* begin RECORDS TO USE *

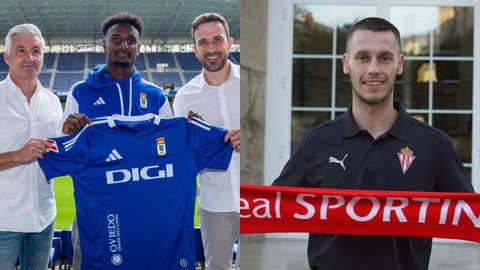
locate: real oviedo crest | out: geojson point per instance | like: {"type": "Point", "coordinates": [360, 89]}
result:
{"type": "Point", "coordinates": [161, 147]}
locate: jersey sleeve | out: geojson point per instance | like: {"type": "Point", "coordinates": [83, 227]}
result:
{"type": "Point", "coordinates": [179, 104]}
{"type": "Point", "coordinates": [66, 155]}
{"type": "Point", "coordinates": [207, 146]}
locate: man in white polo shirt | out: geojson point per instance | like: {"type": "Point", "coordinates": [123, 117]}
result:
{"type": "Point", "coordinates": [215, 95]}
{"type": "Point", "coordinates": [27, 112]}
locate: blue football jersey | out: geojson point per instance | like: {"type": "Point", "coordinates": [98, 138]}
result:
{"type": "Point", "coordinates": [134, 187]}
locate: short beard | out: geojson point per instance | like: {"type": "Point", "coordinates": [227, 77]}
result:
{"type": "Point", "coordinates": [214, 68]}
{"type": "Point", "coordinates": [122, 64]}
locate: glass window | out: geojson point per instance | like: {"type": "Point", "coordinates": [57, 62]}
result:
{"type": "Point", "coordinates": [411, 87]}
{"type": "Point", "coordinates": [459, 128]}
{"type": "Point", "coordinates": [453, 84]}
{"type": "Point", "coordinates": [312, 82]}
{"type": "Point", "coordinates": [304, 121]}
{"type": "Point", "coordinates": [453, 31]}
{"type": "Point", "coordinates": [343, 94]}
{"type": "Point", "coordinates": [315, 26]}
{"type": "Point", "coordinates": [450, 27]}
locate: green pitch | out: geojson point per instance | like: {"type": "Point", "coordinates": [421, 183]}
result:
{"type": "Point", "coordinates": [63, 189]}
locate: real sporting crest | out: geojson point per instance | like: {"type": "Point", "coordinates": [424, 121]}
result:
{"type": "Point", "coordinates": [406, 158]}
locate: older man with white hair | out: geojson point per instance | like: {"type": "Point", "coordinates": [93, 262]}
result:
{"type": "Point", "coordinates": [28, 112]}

* end RECORDS TO USE *
* begin RECORDS TO USE *

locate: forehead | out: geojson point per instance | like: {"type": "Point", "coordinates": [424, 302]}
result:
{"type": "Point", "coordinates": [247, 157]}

* end RECORDS TO USE *
* begin RECORDS TO USE *

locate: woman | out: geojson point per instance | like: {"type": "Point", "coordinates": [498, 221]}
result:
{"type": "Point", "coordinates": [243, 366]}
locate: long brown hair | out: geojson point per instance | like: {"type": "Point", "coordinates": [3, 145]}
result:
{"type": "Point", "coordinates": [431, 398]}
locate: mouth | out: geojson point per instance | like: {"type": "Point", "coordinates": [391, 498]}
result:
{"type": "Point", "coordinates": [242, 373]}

* end RECORDS TO USE *

**OBJECTIVE**
Count the lines in the records above that contain the word "real". Reply with the number alone.

**WORKED SOLUTION**
2